** What the task asks **
Would you please restate all of the data exactly?

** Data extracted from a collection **
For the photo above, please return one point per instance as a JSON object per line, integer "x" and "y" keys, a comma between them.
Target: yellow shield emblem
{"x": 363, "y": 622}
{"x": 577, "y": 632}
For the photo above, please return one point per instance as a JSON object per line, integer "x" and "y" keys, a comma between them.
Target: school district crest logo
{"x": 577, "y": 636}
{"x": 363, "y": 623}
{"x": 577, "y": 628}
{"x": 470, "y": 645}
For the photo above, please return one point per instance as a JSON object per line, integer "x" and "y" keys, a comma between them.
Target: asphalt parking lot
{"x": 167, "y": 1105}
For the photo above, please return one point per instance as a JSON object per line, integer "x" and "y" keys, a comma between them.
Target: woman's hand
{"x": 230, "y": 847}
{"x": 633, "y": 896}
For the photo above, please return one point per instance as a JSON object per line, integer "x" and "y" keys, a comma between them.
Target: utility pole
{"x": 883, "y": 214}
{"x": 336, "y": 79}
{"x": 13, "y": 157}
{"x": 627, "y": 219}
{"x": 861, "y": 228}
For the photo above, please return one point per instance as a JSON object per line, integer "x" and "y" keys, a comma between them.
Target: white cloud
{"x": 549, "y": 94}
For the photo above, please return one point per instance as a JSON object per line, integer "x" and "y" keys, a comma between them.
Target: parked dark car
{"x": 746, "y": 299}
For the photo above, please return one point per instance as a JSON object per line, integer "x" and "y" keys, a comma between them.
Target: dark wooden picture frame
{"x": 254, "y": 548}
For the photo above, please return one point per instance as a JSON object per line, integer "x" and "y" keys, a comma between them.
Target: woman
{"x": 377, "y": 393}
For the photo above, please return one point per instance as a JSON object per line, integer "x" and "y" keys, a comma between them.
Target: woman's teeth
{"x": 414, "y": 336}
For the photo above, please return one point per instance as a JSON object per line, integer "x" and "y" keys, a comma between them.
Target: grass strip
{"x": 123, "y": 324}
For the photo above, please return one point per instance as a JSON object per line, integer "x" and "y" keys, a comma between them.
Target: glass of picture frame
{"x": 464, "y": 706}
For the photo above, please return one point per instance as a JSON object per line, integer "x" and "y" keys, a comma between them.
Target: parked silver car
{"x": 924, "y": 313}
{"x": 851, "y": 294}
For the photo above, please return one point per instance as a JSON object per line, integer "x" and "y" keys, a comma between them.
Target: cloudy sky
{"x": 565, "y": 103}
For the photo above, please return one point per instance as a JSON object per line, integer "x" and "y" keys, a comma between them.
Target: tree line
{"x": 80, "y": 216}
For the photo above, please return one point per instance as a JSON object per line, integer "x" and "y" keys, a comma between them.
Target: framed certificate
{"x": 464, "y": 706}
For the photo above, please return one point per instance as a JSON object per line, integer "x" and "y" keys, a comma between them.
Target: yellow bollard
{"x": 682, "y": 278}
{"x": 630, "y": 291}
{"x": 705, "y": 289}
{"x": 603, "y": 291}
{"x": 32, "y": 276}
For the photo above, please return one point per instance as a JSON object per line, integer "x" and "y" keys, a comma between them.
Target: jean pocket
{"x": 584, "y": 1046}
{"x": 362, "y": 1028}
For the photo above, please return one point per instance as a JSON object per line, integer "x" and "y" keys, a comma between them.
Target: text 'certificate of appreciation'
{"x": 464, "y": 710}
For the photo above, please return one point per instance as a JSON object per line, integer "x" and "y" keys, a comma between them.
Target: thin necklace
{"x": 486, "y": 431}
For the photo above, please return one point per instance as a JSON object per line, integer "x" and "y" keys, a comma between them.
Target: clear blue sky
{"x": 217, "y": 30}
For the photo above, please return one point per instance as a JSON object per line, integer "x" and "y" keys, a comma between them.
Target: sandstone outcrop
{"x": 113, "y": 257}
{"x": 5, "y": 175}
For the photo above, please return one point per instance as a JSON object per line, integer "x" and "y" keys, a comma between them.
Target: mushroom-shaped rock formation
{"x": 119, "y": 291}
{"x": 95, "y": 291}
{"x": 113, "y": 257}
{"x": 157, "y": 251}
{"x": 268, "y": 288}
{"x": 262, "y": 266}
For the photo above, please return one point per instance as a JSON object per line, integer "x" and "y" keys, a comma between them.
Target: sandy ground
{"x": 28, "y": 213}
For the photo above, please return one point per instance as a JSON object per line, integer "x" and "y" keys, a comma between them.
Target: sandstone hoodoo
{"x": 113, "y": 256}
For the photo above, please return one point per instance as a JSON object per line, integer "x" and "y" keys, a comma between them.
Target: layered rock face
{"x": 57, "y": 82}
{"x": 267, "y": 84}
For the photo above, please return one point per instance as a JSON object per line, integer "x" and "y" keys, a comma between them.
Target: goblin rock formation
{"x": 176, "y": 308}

** Result for this task **
For the photo above, please return one point per instance as a JSON object per line, integer "x" and "y" keys, a comma between them.
Target: yellow shield emblem
{"x": 363, "y": 622}
{"x": 577, "y": 632}
For the photo above, please return one point per instance as a JSON object per line, integer "x" and "y" keys, a comma between them.
Target: school district crest logo
{"x": 577, "y": 636}
{"x": 363, "y": 623}
{"x": 577, "y": 628}
{"x": 470, "y": 645}
For the photo above, please return one point per instance as a JSON object per line, integer "x" and "y" keys, a comma between them.
Target: asphalt parking lot
{"x": 167, "y": 1105}
For the photo above, please return one point per instance as a JSON object per line, integer "x" and "y" keys, a comma between them.
Target: woman's hand
{"x": 230, "y": 847}
{"x": 633, "y": 896}
For the photo above, please return one point per instance as a JSON object per line, integer "x" and "y" keys, a comma between them.
Target: utility pole
{"x": 883, "y": 214}
{"x": 336, "y": 79}
{"x": 13, "y": 157}
{"x": 627, "y": 219}
{"x": 861, "y": 228}
For the photo above, please return one point per instance as a JSON object per line, integer "x" and "y" keys, a comma between them.
Target: white cloud
{"x": 549, "y": 94}
For the photo above, please return one point per instance as a JSON object per line, integer "x" and "y" keys, a comma between them.
Target: parked dark car
{"x": 746, "y": 299}
For the photo above, please return one point per instance as a JSON object per line, integer "x" and "y" keys, a comma between them.
Target: dark wooden picture frame
{"x": 254, "y": 548}
For the photo above, please return one point per instance as a JSON object per line, integer "x" and "y" keys, a comma between them.
Target: woman
{"x": 377, "y": 393}
For the photo above, please return one point per instance as a JSON object per line, integer "x" and "y" keys, a comma between them.
Target: woman's teeth
{"x": 414, "y": 336}
For the photo above, please return one point per instance as a JSON object per line, integer "x" and "y" keys, a comma between them.
Target: grass strip
{"x": 123, "y": 324}
For the photo above, please return one point per instance as a JSON object per line, integer "x" and "y" keys, a comma between them.
Target: glass of picture frame
{"x": 464, "y": 706}
For the photo above, please return one point per instance as a JSON object per line, integer "x" and "y" keys, a comma between them.
Target: parked silver car
{"x": 924, "y": 313}
{"x": 851, "y": 294}
For the photo above, please return one point per instance as a JSON object per line, integer "x" and "y" keys, a comma between them.
Target: cloudy sky
{"x": 565, "y": 103}
For the photo above, please return one point per instance as a JSON object per line, integer "x" and "y" keys, a comma between them.
Target: tree line
{"x": 80, "y": 216}
For the photo above, please return one point per instance as a JSON object per line, integer "x" and "y" keys, a comma between them.
Target: framed certificate
{"x": 464, "y": 706}
For the photo above, please return one point per instance as a JSON object per line, integer "x" and "y" keys, a comma between them.
Target: yellow bollard
{"x": 682, "y": 278}
{"x": 630, "y": 291}
{"x": 705, "y": 289}
{"x": 603, "y": 291}
{"x": 32, "y": 276}
For the photo above, please return one point per instance as a JSON object per line, integer "x" and "y" keys, a comma between them.
Target: jean pocket
{"x": 584, "y": 1046}
{"x": 362, "y": 1028}
For the photo above, please return one point per instance as a JSON object per line, integer "x" and "y" keys, a comma between them.
Target: text 'certificate of appreciation'
{"x": 464, "y": 710}
For the photo above, please return one point per instance as a JSON object per line, integer "x" and "y" keys, a comma between them.
Target: thin necklace
{"x": 486, "y": 431}
For the photo above, please return one point per instance as a JSON object per line, integer "x" and "y" keys, a comma between them.
Target: clear blue sky
{"x": 217, "y": 30}
For the photo above, please return one point per instance as a JSON object per line, integer "x" and "y" keys, a comma between them.
Target: sandstone outcrop
{"x": 113, "y": 257}
{"x": 5, "y": 175}
For the photo above, please return one point per instance as a JSON object per line, integer "x" and "y" keys, a comma between them.
Target: mushroom-shaped rock formation
{"x": 119, "y": 291}
{"x": 95, "y": 291}
{"x": 113, "y": 257}
{"x": 157, "y": 251}
{"x": 268, "y": 288}
{"x": 262, "y": 266}
For the photo above, please return one point per instance as a JSON object per line, integer "x" and "y" keys, a comma between them.
Target: sandy ground
{"x": 28, "y": 213}
For the photo above, please return one point per instance as a JSON object per line, integer "x" and "y" keys, a comma between them.
Target: sandstone hoodoo
{"x": 113, "y": 256}
For the photo above, please return one point per instance as a JSON object per line, integer "x" and "y" keys, a comma between them.
Target: layered rock face
{"x": 57, "y": 82}
{"x": 267, "y": 84}
For the photo above, please return one point per instance as a JSON object per line, integer "x" and "y" keys, a comma between them.
Target: goblin rock formation
{"x": 176, "y": 308}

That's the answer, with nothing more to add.